Selected text
+ + +

I ended up downgrading until I hit a version that worked and fell back to 1.1.1. I only ran into this after upgrading to 1.9.2 where the stanza version is >=1.2.1

with stanza==1.1.1 (ignore download_method=None, it doesn't exist before 1.4.0)

>>> import stanza
>>> p=stanza.Pipeline(
...             lang="az",
...             dir="/home/dyudelevich/.local/share/argos-translate/packages/translate-az_en-1_5/stanza",
...             processors="tokenize",
...             use_gpu=True,
...             logging_level="DEBUG",
...             download_method=None
...         )
2024-03-14 04:25:27 DEBUG: Loading resource file...
2024-03-14 04:25:27 DEBUG: Processing parameter "processors"...
2024-03-14 04:25:27 DEBUG: Found tokenize: imst.

+ + +

Data records
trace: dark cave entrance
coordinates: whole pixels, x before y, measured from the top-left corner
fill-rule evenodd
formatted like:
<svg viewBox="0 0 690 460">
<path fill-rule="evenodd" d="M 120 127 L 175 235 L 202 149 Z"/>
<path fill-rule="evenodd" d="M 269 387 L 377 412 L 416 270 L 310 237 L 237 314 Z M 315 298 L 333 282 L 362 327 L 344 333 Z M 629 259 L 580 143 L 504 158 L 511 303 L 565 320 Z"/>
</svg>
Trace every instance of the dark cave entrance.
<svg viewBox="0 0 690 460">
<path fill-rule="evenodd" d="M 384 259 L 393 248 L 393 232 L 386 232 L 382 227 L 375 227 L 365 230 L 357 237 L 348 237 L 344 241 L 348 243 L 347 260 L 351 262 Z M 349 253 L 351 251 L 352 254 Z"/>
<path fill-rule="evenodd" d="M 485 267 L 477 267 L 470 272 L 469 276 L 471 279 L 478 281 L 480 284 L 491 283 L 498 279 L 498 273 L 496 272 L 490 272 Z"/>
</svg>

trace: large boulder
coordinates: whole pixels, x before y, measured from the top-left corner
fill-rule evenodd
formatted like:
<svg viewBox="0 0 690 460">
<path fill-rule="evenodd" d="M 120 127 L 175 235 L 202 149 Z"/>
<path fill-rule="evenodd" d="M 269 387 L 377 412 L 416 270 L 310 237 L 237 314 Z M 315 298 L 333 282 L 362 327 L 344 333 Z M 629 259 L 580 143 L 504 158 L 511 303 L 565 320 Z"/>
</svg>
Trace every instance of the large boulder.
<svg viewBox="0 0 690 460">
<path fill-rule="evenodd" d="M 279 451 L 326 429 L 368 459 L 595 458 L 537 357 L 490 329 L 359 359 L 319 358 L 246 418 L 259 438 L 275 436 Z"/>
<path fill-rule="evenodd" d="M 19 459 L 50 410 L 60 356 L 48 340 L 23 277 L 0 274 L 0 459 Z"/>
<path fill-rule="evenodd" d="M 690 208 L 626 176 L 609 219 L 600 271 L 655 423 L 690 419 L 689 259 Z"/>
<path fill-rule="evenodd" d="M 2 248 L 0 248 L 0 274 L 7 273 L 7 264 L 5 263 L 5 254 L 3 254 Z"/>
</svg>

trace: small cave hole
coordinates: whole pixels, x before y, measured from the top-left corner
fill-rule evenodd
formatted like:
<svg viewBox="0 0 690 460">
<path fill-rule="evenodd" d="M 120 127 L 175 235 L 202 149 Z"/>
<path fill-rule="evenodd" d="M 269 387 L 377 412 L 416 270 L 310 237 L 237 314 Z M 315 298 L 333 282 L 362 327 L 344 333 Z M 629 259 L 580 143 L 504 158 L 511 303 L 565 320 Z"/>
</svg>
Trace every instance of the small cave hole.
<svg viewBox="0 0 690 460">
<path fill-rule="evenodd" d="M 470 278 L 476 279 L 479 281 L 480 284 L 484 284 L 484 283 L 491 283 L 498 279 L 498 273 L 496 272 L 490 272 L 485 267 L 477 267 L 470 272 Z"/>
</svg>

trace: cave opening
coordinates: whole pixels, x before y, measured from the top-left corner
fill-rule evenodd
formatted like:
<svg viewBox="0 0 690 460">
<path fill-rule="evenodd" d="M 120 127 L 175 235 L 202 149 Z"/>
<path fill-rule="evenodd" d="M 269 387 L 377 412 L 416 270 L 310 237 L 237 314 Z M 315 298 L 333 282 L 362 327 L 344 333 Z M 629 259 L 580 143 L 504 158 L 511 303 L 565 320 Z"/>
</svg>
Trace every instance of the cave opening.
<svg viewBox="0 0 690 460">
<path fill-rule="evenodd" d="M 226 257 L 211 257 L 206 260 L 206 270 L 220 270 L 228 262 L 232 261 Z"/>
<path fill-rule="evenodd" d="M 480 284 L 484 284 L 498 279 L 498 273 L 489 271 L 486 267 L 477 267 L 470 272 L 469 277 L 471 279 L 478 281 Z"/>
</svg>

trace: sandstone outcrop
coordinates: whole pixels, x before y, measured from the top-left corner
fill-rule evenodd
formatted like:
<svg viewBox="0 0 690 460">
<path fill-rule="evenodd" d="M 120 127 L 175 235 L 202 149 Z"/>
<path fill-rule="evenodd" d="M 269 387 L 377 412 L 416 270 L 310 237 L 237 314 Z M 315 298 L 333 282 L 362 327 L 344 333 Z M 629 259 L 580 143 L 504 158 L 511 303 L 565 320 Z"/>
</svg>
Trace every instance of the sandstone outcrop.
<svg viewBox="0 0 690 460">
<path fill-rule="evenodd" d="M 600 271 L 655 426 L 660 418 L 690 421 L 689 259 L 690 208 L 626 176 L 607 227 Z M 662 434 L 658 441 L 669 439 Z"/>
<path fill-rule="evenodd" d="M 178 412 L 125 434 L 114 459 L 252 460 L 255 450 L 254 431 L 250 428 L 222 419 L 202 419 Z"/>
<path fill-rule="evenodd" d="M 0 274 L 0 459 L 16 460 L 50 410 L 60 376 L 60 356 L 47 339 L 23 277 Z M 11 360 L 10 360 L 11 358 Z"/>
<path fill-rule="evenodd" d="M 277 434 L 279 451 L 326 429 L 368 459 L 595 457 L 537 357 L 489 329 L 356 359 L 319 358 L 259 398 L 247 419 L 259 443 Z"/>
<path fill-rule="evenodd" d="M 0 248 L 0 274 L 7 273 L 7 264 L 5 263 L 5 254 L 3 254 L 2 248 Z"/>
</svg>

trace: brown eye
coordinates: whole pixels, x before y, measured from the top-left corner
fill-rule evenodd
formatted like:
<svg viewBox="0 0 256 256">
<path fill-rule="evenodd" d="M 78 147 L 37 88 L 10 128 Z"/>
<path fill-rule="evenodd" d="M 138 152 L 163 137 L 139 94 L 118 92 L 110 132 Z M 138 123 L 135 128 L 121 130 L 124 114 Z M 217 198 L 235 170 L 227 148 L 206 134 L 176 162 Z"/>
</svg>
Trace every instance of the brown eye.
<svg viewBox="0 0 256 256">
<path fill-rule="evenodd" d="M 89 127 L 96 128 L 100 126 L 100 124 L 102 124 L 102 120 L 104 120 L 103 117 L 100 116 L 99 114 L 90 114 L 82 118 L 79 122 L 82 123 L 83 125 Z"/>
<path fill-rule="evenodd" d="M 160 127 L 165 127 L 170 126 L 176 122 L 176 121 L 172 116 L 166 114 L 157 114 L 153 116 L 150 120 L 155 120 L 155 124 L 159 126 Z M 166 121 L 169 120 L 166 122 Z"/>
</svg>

+ + +

Work to complete
1. Please print the stanza forum excerpt from "I ended up downgrading" to "Loading resource file...", inclusive.
2. List each line of the entries that contains the string "boulder", matching case.

Written answers
1.
I ended up downgrading until I hit a version that worked and fell back to 1.1.1. I only ran into this after upgrading to 1.9.2 where the stanza version is >=1.2.1

with stanza==1.1.1 (ignore download_method=None, it doesn't exist before 1.4.0)

>>> import stanza
>>> p=stanza.Pipeline(
...             lang="az",
...             dir="/home/dyudelevich/.local/share/argos-translate/packages/translate-az_en-1_5/stanza",
...             processors="tokenize",
...             use_gpu=True,
...             logging_level="DEBUG",
...             download_method=None
...         )
2024-03-14 04:25:27 DEBUG: Loading resource file...

2.
trace: large boulder
Trace every instance of the large boulder.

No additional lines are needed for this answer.